Locate each line in the entries below that contains the string "television" and copy those lines out; a match must have the same case.

Stored rows =
══════════

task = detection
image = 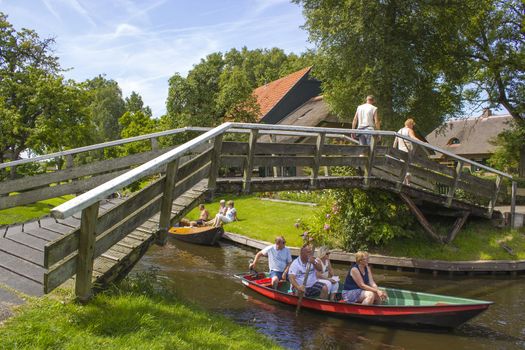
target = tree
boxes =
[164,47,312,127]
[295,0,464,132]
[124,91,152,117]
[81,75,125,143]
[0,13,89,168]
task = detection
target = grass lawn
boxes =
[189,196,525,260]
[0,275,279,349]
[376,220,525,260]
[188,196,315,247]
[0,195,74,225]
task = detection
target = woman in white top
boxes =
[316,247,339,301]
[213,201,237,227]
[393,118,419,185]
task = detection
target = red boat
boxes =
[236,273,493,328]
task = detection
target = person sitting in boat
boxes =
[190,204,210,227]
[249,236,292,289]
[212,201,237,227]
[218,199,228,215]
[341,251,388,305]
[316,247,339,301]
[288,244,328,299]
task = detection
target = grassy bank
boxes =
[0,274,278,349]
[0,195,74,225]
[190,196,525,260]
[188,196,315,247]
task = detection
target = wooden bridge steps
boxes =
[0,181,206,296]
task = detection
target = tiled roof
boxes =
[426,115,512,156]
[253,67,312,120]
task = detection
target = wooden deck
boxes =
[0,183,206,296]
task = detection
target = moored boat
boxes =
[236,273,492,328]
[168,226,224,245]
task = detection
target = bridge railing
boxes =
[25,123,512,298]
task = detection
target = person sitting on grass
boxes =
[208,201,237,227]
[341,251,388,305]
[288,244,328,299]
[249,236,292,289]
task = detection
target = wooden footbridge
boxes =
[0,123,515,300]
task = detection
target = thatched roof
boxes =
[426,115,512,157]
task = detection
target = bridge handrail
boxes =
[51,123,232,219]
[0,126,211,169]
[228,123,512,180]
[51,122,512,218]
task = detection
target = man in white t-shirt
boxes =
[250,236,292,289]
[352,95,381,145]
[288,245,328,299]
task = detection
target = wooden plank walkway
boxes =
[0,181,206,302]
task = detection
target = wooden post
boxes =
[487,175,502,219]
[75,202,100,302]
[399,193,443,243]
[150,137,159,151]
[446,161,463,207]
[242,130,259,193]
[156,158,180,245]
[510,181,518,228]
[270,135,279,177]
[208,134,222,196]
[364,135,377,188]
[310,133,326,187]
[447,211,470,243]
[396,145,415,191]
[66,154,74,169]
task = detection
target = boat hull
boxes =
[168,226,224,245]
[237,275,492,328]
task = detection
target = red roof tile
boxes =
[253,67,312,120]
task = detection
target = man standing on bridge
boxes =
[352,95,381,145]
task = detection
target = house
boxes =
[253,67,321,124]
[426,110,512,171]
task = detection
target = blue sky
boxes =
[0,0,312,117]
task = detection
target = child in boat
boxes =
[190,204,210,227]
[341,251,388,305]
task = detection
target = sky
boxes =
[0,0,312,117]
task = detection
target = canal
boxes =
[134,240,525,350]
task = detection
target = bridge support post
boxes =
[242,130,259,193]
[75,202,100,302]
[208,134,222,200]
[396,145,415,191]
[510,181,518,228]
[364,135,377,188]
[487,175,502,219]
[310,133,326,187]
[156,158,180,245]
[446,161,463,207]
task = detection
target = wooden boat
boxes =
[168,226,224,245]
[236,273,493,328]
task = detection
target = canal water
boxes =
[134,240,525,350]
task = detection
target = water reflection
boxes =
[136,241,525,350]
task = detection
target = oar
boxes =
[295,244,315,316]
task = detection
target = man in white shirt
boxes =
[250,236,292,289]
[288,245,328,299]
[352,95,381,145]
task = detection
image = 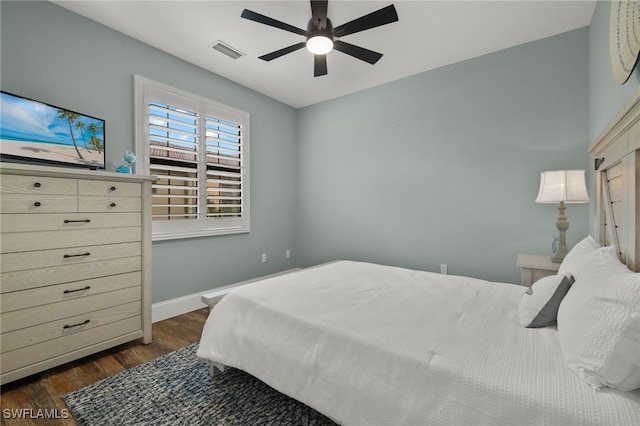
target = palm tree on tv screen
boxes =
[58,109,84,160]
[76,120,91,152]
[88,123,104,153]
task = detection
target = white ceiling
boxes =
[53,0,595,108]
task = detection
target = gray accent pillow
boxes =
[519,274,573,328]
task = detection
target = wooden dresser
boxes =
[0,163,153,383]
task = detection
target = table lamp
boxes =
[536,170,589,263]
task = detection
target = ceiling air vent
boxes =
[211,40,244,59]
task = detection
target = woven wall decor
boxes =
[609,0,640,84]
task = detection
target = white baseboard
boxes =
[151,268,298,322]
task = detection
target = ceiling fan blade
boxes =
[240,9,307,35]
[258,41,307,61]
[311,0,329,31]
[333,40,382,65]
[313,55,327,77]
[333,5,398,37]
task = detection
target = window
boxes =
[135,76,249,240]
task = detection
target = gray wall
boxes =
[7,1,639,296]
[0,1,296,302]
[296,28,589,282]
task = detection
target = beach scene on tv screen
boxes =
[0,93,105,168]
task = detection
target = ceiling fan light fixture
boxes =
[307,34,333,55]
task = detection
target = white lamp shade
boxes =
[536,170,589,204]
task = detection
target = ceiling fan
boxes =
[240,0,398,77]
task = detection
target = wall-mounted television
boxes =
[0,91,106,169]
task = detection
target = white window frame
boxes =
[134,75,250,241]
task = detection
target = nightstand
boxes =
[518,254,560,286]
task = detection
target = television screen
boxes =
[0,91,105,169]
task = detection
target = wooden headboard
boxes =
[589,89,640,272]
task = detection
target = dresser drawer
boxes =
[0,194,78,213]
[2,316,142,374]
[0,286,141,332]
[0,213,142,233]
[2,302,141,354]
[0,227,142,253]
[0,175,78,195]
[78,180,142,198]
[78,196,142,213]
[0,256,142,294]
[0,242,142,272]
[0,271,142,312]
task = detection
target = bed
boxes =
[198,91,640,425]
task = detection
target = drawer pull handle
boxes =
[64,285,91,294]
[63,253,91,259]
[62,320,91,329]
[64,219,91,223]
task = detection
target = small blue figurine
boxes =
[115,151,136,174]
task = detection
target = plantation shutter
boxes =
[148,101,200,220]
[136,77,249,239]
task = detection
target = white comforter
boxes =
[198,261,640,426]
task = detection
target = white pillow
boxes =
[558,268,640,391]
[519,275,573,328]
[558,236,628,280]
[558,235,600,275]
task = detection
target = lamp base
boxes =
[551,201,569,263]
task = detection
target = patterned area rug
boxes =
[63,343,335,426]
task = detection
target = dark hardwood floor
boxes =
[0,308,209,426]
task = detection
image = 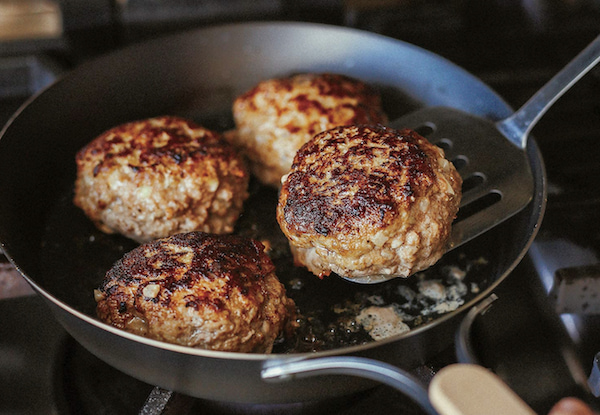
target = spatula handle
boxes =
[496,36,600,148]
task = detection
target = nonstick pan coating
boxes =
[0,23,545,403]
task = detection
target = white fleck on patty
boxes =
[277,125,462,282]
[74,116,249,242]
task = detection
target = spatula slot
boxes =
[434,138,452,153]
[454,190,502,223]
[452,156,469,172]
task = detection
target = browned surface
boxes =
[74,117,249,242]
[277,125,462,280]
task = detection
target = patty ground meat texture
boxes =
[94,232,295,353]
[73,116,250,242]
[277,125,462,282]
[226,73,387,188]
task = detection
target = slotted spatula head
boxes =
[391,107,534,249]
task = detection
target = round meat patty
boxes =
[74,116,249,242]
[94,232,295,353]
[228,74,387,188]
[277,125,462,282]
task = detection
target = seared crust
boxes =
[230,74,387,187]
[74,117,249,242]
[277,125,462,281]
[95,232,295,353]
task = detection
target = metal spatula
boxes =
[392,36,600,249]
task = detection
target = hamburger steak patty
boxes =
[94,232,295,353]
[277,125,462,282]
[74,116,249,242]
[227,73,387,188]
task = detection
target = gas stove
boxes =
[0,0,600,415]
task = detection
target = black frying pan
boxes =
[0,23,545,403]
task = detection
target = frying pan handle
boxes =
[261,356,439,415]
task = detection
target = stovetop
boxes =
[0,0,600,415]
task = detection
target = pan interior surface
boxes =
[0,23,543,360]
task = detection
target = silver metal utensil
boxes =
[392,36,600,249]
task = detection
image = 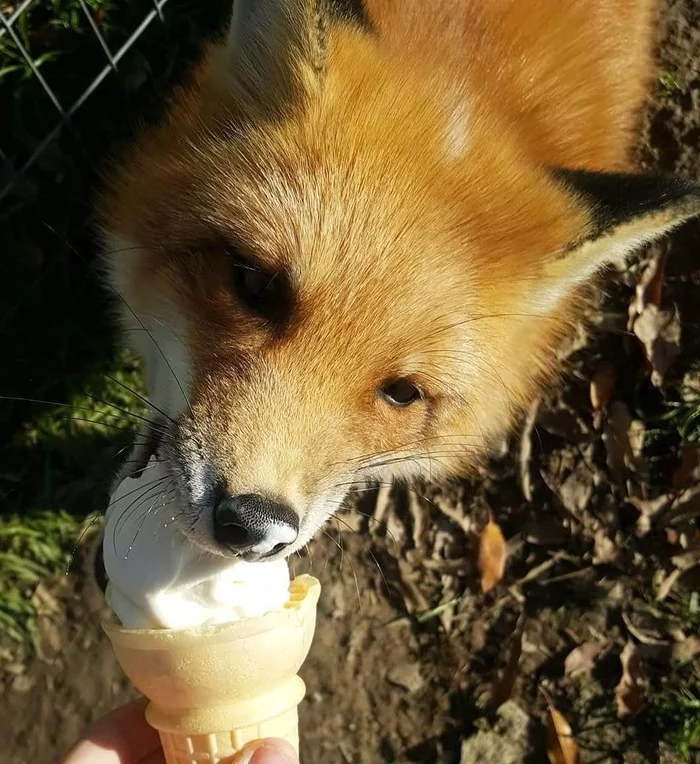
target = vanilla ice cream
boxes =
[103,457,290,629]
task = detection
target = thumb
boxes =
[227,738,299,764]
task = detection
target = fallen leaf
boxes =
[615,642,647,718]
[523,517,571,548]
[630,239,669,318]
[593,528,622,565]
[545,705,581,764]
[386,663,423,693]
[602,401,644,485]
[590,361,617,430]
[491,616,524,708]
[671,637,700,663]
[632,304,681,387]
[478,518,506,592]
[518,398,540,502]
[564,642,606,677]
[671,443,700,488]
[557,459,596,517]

══════════

Correct answer =
target = wall-mounted television
target = television screen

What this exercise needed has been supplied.